TASK REQUIREMENTS:
Every line from the line containing "the blue sky" through the final line of the data is to be printed exactly; no other line is to appear.

RECORDS TO USE:
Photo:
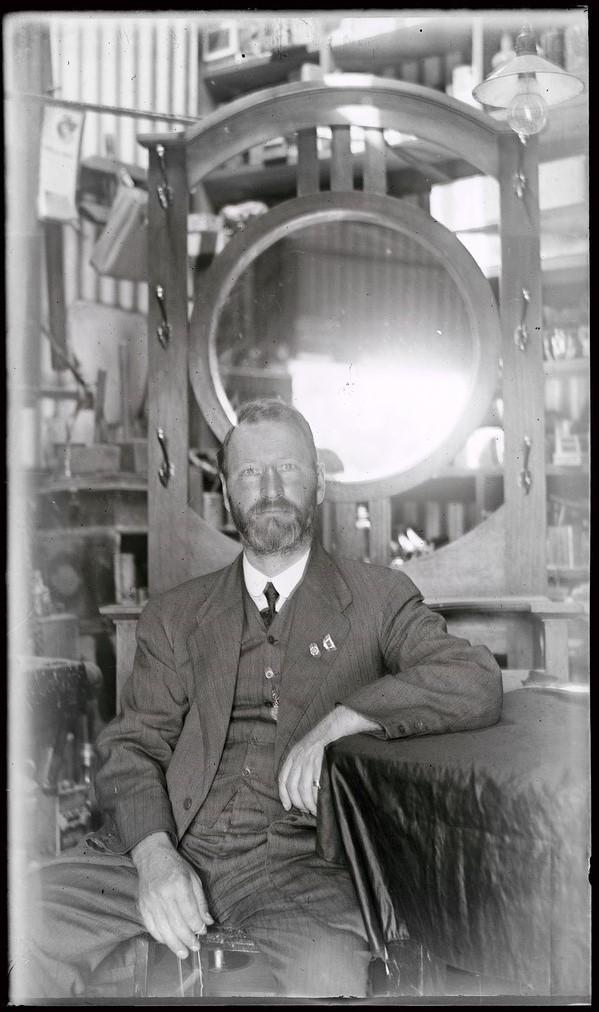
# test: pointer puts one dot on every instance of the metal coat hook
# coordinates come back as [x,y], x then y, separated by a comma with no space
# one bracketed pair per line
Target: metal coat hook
[525,479]
[163,190]
[521,335]
[163,331]
[520,180]
[166,470]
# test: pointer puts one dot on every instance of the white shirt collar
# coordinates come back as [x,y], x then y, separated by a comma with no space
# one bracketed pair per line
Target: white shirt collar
[284,582]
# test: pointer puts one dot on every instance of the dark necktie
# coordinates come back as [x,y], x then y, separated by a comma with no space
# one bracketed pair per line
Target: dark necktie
[271,595]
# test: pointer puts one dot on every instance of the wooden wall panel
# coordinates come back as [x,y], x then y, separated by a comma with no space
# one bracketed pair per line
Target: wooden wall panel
[138,62]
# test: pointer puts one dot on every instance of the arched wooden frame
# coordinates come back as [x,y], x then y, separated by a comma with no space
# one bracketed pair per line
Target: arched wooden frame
[342,100]
[190,545]
[383,212]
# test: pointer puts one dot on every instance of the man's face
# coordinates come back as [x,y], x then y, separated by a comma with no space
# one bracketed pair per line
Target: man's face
[272,488]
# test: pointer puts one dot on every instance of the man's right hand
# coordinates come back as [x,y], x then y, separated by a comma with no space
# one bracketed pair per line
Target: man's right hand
[171,899]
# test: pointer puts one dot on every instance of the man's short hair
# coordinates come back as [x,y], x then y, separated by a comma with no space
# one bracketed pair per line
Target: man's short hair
[265,410]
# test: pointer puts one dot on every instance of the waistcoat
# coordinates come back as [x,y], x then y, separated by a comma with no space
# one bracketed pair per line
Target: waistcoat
[248,756]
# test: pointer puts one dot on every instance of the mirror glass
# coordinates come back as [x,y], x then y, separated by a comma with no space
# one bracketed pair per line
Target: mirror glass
[364,331]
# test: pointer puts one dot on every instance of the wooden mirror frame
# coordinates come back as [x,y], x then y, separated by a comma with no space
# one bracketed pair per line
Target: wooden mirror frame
[390,213]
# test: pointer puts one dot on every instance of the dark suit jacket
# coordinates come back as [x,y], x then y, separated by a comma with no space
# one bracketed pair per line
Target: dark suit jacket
[394,662]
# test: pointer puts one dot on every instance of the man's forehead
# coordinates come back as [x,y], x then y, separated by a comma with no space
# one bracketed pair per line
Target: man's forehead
[267,435]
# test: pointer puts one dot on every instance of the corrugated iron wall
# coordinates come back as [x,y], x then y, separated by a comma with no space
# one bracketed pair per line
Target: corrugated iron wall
[148,63]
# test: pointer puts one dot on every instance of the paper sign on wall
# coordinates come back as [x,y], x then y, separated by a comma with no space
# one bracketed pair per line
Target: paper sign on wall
[59,163]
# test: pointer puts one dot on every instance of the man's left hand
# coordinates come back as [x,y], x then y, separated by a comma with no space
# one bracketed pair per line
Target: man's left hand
[298,778]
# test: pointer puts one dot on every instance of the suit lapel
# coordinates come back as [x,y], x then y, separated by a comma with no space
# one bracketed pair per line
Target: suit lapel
[215,647]
[318,621]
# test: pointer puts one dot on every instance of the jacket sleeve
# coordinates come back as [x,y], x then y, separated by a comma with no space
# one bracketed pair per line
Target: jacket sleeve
[437,682]
[136,748]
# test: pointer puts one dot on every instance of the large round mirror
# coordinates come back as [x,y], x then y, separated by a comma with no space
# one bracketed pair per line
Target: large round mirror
[379,329]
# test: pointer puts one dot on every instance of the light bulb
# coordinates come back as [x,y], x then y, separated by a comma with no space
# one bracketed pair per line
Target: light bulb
[528,113]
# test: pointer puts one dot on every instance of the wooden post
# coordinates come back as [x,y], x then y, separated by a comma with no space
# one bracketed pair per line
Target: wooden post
[308,163]
[523,383]
[168,385]
[380,517]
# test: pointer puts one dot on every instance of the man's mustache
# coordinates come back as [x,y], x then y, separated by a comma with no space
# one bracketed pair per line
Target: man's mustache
[263,505]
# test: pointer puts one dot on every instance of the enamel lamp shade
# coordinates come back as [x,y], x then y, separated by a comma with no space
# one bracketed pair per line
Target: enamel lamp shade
[522,89]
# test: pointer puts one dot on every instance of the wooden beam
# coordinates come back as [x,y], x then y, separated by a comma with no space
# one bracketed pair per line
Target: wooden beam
[380,513]
[168,387]
[374,162]
[341,159]
[523,381]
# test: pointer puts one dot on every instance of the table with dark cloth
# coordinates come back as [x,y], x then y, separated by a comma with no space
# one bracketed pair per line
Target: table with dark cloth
[478,842]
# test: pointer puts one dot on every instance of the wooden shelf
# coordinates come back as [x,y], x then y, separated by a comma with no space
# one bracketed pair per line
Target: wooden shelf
[94,483]
[567,366]
[230,80]
[569,572]
[562,471]
[424,36]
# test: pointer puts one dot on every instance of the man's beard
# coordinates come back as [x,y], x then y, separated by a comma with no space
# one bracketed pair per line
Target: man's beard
[267,534]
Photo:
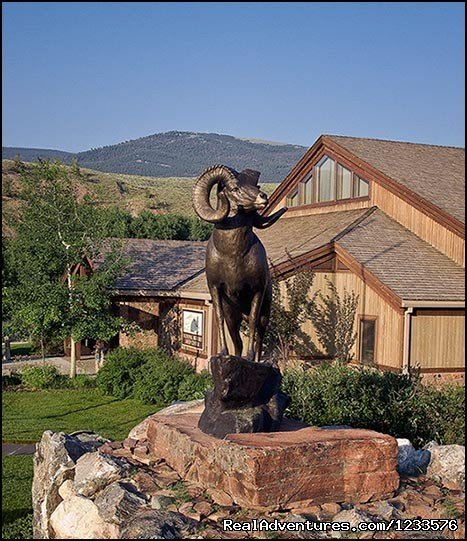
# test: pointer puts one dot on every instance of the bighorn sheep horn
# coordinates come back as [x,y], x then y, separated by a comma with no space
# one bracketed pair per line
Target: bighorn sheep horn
[217,174]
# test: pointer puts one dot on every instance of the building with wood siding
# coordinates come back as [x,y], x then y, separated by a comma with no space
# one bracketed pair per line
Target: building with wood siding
[384,219]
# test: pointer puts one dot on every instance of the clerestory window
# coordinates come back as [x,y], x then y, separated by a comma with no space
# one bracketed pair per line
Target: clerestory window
[329,181]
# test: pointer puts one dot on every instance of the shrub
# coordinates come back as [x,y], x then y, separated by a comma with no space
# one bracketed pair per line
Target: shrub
[396,404]
[21,528]
[81,381]
[40,377]
[159,379]
[13,380]
[120,370]
[194,386]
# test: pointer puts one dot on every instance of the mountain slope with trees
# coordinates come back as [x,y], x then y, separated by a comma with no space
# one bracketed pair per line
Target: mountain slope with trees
[178,154]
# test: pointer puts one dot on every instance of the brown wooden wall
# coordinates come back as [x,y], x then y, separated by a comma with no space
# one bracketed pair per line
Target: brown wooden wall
[423,226]
[437,339]
[389,322]
[419,223]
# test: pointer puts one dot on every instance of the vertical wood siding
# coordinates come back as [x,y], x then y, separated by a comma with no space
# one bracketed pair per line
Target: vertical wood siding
[424,227]
[438,339]
[390,322]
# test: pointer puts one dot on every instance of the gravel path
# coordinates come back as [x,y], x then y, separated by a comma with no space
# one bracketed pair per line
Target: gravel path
[85,365]
[16,449]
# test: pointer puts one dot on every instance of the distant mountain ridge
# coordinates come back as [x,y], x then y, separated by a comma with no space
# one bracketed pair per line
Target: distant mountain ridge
[178,154]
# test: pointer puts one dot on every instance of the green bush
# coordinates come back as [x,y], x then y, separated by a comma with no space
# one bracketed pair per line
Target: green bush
[13,380]
[81,381]
[40,377]
[21,528]
[194,386]
[120,370]
[159,379]
[395,404]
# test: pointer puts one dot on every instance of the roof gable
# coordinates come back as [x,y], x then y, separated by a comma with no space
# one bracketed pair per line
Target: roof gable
[435,173]
[428,177]
[159,265]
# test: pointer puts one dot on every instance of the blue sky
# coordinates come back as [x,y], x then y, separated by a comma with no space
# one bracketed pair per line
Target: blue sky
[82,75]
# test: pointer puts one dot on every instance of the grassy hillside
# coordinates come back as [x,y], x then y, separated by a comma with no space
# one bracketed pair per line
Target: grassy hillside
[179,154]
[128,192]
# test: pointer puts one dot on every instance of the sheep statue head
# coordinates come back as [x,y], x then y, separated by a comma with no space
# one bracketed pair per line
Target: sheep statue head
[236,263]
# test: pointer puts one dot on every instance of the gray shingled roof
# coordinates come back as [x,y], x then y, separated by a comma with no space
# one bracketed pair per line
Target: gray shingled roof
[160,264]
[301,234]
[409,266]
[435,173]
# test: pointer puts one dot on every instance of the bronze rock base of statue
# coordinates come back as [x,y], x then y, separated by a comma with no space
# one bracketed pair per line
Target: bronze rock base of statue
[246,398]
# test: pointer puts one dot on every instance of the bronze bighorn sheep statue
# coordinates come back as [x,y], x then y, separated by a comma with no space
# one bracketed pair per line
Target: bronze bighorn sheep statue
[237,269]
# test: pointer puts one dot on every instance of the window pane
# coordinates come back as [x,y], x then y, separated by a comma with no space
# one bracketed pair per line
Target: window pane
[361,187]
[367,340]
[344,182]
[308,190]
[292,200]
[326,180]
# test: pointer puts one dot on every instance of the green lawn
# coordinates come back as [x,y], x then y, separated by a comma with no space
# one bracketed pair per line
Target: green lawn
[16,497]
[26,415]
[19,348]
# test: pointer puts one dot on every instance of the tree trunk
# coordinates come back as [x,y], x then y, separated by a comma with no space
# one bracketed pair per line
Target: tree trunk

RESULT OF THIS EXERCISE:
# test: pointer puts one dot on every instance of the blue sky
# coordinates come back as [x,y], x then y, separated by a comma with no space
# one bracketed pair per line
Target: blue sky
[82,75]
# test: pointer puts one dot on every instance of the grassy hillside
# coordinates come back as [x,y], x then y, separated by a comma with no space
# one bracketed pair per line
Target: grassy hillside
[179,154]
[128,192]
# test: pointer puts one dot on every instance of the sheep statue head
# coordinates come back as [x,y], x then y, separated by a comma with no space
# one bracketed pair per line
Target: sheep statue head
[236,263]
# test: pointer puts one dot on every instance of the gray shingled roof
# coordinates come back as [x,y], x then y, separated by a comma with no space
# one bracketed pair per line
Target: gray shingled roof
[160,264]
[301,234]
[409,266]
[435,173]
# test: pointer puts one dot on every instance of the bronze rock base of statue
# coordinates come back as [x,y], x then y, separated by a comma with no space
# one bracketed pair per line
Target: bronze rock base of statue
[246,398]
# test: pointer puts one dot on every instance of the bronze bighorn sheep statue
# coordinates come back as [x,y], x then y, separated by a comma with no space
# one bracketed pair per line
Target: bronze bighorn sheep statue
[237,269]
# test: pointer puts one dot on every instance of the window pane
# coordinates come back as [x,y], x then y, separated by a comma with no space
# one bracketed pair per line
Target: window pane
[361,187]
[367,340]
[344,182]
[308,190]
[292,200]
[326,180]
# test: pointer puts one dot on every instance of the green lawn
# coordinates come back as [x,y], x then y, separated by a comma with no space
# one bracketed pair per line
Target: green lawn
[16,497]
[26,415]
[19,348]
# test: pointer puts one dot on every instance of the tree trunk
# coordinates come back as [x,y], x then y, separated by a comma with no space
# one bracketed pair per line
Target: tree trunk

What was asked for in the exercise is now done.